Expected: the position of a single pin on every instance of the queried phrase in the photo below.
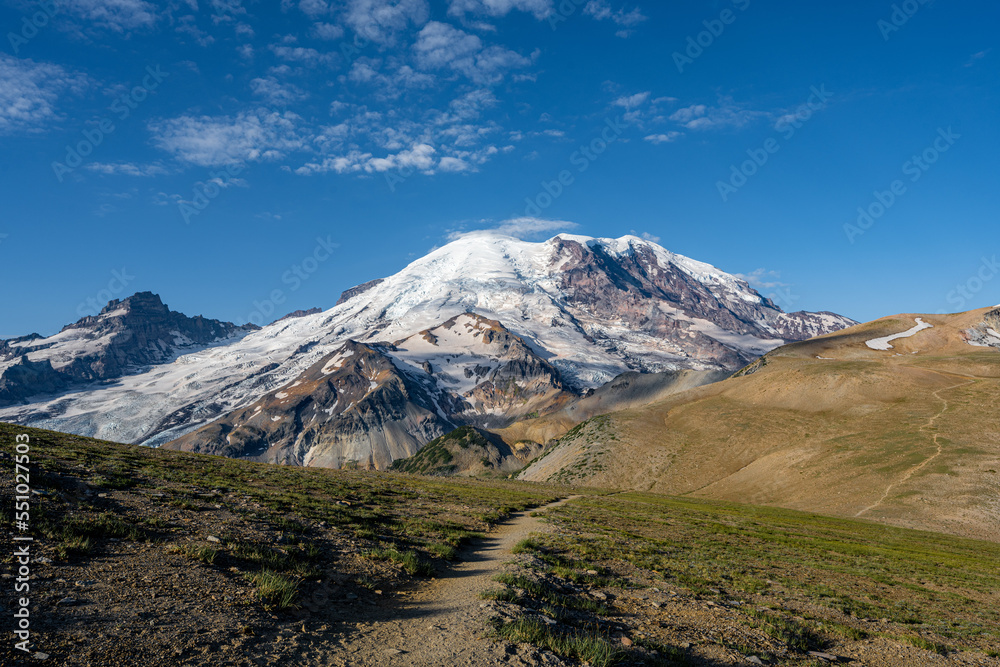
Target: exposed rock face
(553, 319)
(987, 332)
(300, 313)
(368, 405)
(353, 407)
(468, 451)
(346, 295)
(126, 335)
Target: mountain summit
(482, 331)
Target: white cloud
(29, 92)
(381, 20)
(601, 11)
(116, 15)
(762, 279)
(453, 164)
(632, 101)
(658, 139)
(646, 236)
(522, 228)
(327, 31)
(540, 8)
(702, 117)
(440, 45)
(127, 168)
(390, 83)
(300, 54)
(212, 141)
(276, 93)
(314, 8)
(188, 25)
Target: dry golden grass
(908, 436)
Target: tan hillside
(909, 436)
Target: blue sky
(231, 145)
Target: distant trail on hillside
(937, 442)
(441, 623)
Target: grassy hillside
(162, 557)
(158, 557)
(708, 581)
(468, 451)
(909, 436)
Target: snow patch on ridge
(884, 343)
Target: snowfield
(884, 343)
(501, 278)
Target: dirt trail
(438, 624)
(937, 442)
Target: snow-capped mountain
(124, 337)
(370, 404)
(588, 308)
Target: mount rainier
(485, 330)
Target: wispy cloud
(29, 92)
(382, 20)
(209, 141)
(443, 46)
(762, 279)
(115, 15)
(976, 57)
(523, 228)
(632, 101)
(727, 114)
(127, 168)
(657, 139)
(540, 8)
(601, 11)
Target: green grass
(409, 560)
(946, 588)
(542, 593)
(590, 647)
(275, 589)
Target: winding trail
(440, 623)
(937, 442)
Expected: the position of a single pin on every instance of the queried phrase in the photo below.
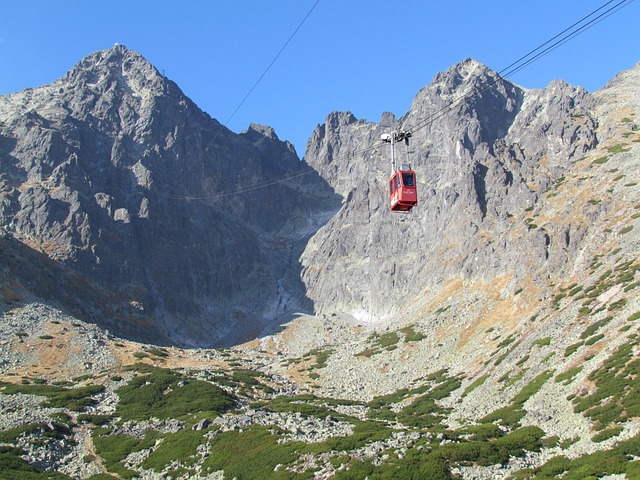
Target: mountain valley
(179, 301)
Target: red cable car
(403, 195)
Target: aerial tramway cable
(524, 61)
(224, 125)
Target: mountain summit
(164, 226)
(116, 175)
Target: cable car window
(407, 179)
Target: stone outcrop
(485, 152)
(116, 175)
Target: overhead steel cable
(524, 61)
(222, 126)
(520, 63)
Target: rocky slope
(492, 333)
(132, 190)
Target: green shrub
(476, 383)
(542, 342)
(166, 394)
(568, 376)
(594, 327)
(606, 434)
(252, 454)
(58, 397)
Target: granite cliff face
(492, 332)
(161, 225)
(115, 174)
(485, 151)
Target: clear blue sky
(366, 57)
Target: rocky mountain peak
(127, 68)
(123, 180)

* [Requirement] Without including any picture, write out the material above verbatim.

* [Answer to the problem]
Expected: the position of a single pin on every instance of the queried phrase in the photo below.
Target: exposed rock face
(553, 319)
(987, 332)
(300, 313)
(368, 405)
(353, 407)
(468, 451)
(346, 295)
(126, 335)
Target: mountain summit
(482, 331)
Target: white cloud
(29, 92)
(381, 20)
(601, 11)
(116, 15)
(762, 279)
(453, 164)
(632, 101)
(658, 139)
(646, 236)
(522, 228)
(327, 31)
(540, 8)
(702, 117)
(440, 45)
(127, 168)
(390, 83)
(300, 54)
(212, 141)
(276, 93)
(314, 8)
(188, 25)
Target: dry golden grass
(908, 436)
Target: tan hillside
(909, 436)
Target: blue sky
(231, 145)
Target: distant trail on hillside
(937, 442)
(441, 623)
Target: grassy hillside
(162, 557)
(158, 557)
(708, 581)
(468, 451)
(909, 436)
Target: snow patch on ridge
(884, 343)
Target: snowfield
(884, 343)
(501, 278)
Target: dirt trail
(438, 624)
(937, 442)
Target: snow-capped mountain
(124, 337)
(370, 404)
(588, 308)
Target: mount rainier
(485, 330)
Target: wispy cloud
(29, 92)
(382, 20)
(209, 141)
(443, 46)
(762, 279)
(115, 15)
(976, 57)
(523, 228)
(632, 101)
(727, 114)
(127, 168)
(657, 139)
(540, 8)
(601, 11)
Target: green grass
(409, 560)
(946, 588)
(542, 593)
(590, 647)
(275, 589)
Target: winding trail
(440, 623)
(937, 442)
Expected: the position of a single pin on every instance of the queried phrase in the photo below.
Target: mountain valley
(179, 301)
Target: red cable car
(403, 195)
Target: aerial tramway cable
(524, 61)
(224, 125)
Target: mountain summit
(164, 226)
(116, 175)
Target: cable car window
(407, 179)
Target: stone outcrop
(485, 152)
(116, 175)
Target: overhead steel cable
(524, 61)
(222, 126)
(520, 63)
Target: rocky slope
(492, 333)
(132, 190)
Target: green shrub
(476, 383)
(542, 342)
(166, 394)
(568, 376)
(594, 327)
(606, 434)
(252, 454)
(58, 397)
Target: granite cliff face
(492, 332)
(161, 225)
(115, 174)
(485, 151)
Target: clear blue sky
(366, 57)
Target: rocky mountain peak
(127, 68)
(123, 180)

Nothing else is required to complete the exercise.